Extrait du texte:
***
Tous les scénarios échafaudés par les médias pour animer la mise en scène de l’élection complémentaire au Conseil fédéral, tous les bruits de couloirs et autres ragots complaisamment rapportés – un journaliste de la Radio romande furetant dans les couloirs du Palais fédéral ne fut-il pas surnommé «gorge profonde» par ses collègues – se sont révélés être du pur remplissage médiatique.
L’élection complémentaire s’est déroulée dans l’ordre et a manifesté une volonté de continuité de la part du Parlement. Une continuité d’autant plus justifiée que les principales candidatures étaient de qualité. Même la double présence bernoise au gouvernement et la nouvelle majorité féminine dans l’exécutif n’ont pas semblé faire problème. Pourtant le calme n’est qu’apparent.
L’équipe féminine pourrait bien s’amenuiser lors du renouvellement intégral du Conseil fédéral en décembre 2011, avec le départ de Micheline Calmy-Rey et l’éjection probable d’Eveline Widmer-Schlumpf. Une probabilité qui a dû faciliter le choix «féministe» de certains députés mâles, peu portés sur le partage du pouvoir.
***
Entrées fournies:
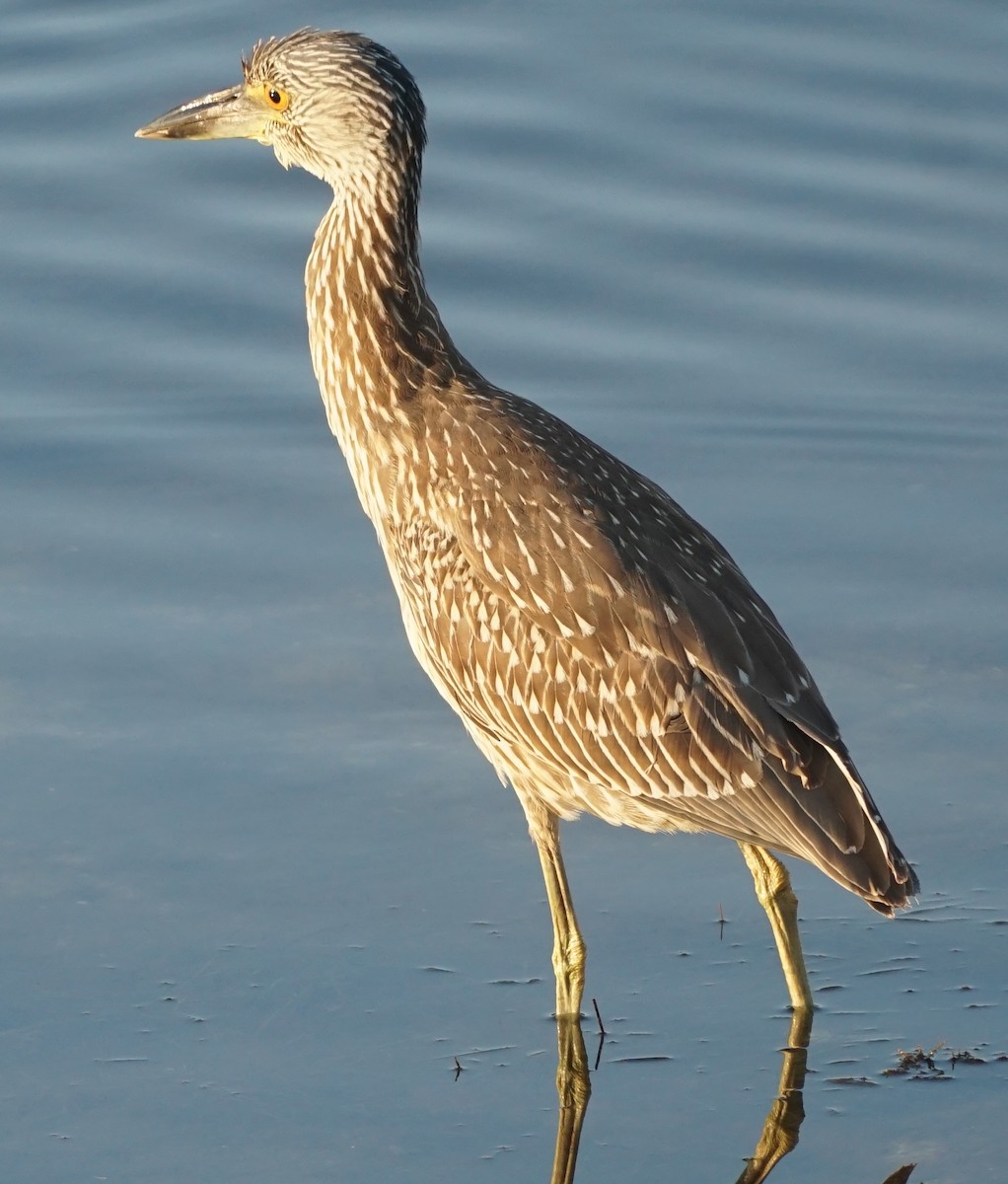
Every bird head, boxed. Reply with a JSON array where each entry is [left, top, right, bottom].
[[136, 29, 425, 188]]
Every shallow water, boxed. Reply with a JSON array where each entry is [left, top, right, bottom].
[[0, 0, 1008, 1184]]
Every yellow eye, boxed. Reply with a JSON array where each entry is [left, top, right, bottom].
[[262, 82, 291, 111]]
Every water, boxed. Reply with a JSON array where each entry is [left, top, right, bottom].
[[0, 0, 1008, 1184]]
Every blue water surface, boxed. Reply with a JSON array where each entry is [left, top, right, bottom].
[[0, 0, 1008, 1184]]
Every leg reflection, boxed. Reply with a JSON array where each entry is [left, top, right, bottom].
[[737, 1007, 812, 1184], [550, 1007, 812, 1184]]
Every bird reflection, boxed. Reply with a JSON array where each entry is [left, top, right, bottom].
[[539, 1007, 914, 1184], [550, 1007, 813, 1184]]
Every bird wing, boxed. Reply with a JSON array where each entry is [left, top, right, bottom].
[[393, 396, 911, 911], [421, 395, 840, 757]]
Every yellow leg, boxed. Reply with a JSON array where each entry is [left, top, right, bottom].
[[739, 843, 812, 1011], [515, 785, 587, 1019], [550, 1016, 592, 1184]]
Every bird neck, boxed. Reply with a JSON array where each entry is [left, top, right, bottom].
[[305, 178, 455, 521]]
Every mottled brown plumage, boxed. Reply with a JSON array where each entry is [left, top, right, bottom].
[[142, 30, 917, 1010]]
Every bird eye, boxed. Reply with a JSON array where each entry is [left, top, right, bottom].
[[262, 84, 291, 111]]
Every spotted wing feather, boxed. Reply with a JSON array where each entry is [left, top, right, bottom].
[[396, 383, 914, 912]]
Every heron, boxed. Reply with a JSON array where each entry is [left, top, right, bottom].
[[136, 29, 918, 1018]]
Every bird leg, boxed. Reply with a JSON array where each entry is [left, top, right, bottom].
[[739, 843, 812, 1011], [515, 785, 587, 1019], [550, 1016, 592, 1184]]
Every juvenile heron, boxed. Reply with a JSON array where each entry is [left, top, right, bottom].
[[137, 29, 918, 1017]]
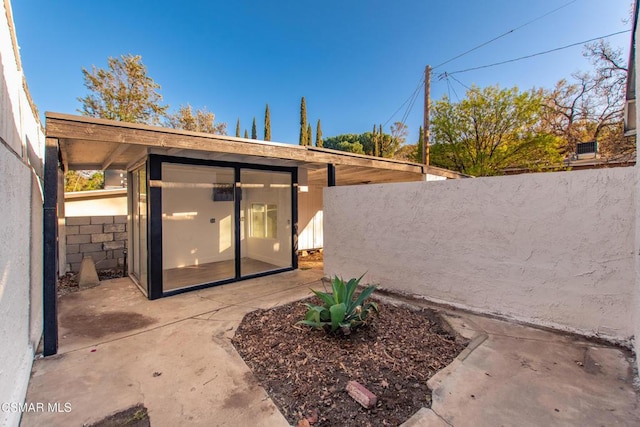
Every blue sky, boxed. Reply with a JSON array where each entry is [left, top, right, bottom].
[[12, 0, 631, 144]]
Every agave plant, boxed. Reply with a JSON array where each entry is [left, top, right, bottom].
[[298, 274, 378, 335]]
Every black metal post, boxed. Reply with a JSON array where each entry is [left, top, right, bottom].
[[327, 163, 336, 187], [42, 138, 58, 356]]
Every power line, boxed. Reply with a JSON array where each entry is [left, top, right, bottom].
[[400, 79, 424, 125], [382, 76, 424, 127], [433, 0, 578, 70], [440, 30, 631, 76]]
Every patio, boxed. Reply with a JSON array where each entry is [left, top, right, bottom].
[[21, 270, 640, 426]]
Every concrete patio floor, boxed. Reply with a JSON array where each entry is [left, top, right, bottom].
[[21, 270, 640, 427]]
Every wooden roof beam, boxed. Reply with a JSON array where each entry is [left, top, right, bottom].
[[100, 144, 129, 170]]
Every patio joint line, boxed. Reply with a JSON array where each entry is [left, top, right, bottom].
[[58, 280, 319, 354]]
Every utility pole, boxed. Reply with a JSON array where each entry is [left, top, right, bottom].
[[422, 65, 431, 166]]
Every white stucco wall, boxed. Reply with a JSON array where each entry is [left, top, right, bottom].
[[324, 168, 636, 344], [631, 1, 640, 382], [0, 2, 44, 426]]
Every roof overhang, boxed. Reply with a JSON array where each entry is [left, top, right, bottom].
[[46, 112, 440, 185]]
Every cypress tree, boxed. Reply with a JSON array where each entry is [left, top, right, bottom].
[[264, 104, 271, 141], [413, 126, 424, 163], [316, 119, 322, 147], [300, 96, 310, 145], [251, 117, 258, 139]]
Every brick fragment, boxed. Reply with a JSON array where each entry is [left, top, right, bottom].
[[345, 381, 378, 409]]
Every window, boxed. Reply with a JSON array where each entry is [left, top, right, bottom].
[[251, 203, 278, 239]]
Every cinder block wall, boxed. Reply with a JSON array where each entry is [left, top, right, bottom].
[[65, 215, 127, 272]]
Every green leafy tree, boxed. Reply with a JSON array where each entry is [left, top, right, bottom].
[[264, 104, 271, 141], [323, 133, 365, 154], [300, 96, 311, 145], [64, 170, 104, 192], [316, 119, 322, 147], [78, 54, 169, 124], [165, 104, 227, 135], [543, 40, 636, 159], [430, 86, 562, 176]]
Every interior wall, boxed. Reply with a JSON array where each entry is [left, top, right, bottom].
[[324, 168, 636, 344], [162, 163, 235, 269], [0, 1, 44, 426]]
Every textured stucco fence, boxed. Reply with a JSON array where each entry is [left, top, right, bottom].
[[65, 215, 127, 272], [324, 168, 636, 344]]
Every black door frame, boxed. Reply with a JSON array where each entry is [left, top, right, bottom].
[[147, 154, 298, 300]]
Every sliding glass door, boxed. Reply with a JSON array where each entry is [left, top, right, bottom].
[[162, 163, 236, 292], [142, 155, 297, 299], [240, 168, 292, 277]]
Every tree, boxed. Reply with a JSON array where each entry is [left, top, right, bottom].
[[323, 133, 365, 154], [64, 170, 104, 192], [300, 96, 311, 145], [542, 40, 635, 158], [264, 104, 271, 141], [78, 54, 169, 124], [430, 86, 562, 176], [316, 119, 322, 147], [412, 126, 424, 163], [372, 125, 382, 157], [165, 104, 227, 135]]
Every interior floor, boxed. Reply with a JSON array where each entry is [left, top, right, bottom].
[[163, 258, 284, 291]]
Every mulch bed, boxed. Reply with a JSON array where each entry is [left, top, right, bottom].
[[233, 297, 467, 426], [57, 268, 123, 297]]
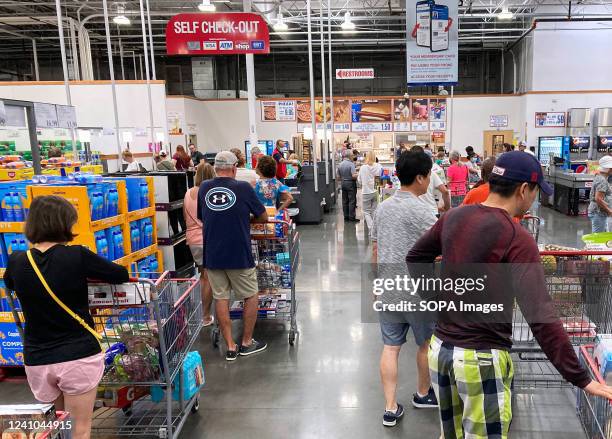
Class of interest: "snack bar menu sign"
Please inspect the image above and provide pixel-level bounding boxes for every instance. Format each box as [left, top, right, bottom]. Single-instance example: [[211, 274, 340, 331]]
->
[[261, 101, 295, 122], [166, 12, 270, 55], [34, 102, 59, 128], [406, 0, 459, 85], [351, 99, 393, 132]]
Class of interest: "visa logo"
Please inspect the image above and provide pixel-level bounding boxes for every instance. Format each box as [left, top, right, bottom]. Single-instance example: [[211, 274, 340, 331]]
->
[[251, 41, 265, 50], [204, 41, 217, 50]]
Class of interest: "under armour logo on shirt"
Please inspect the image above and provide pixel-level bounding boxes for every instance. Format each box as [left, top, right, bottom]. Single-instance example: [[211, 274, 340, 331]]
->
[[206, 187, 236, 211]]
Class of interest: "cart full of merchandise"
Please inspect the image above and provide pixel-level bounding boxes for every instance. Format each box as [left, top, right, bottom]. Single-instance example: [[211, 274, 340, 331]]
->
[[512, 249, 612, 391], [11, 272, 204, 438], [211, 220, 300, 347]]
***
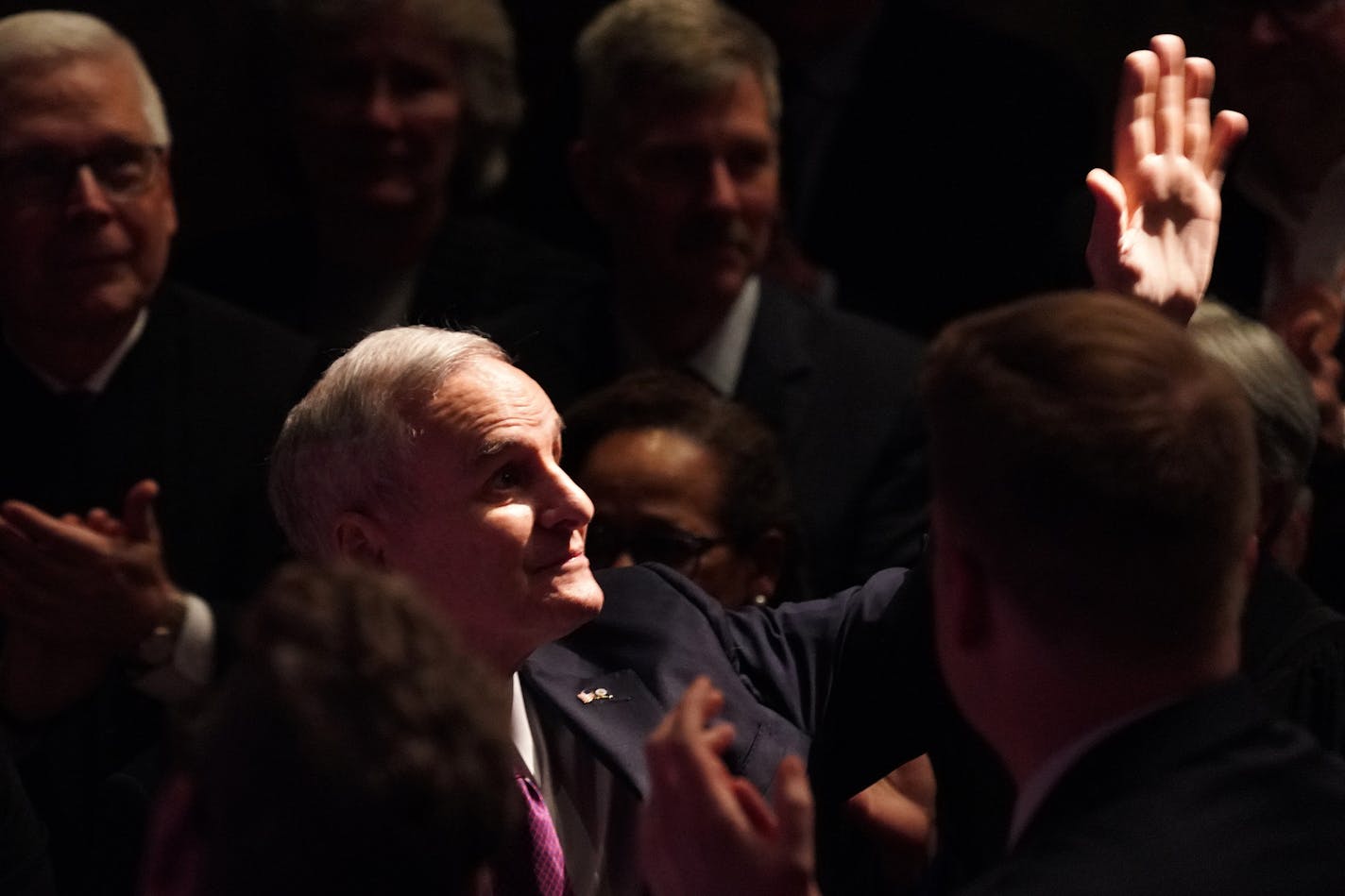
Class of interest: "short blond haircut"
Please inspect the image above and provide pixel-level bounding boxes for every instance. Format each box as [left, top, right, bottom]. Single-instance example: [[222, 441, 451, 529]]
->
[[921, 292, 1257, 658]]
***
Tâches à faire:
(A) Réponds à ces questions sur l'article consacré à l'élection au Conseil fédéral :
(i) Quel surnom ses collègues ont-ils donné à un journaliste de la Radio romande ?
(ii) De quelle volonté l'élection complémentaire a-t-elle témoigné de la part du Parlement ?
(iii) En quel mois et quelle année aura lieu le renouvellement intégral du Conseil fédéral ?
(B) Reprends mot pour mot, dans l'article sur l'élection au Conseil fédéral, tout ce qui va de «L’élection complémentaire s’est» jusqu'à «calme n’est qu’apparent.».
Ces items viennent d'une autre source.

Liste des réponses:
(A)
(i) «gorge profonde»
(ii) Une volonté de continuité.
(iii) En décembre 2011.

(B)
L’élection complémentaire s’est déroulée dans l’ordre et a manifesté une volonté de continuité de la part du Parlement. Une continuité d’autant plus justifiée que les principales candidatures étaient de qualité. Même la double présence bernoise au gouvernement et la nouvelle majorité féminine dans l’exécutif n’ont pas semblé faire problème. Pourtant le calme n’est qu’apparent.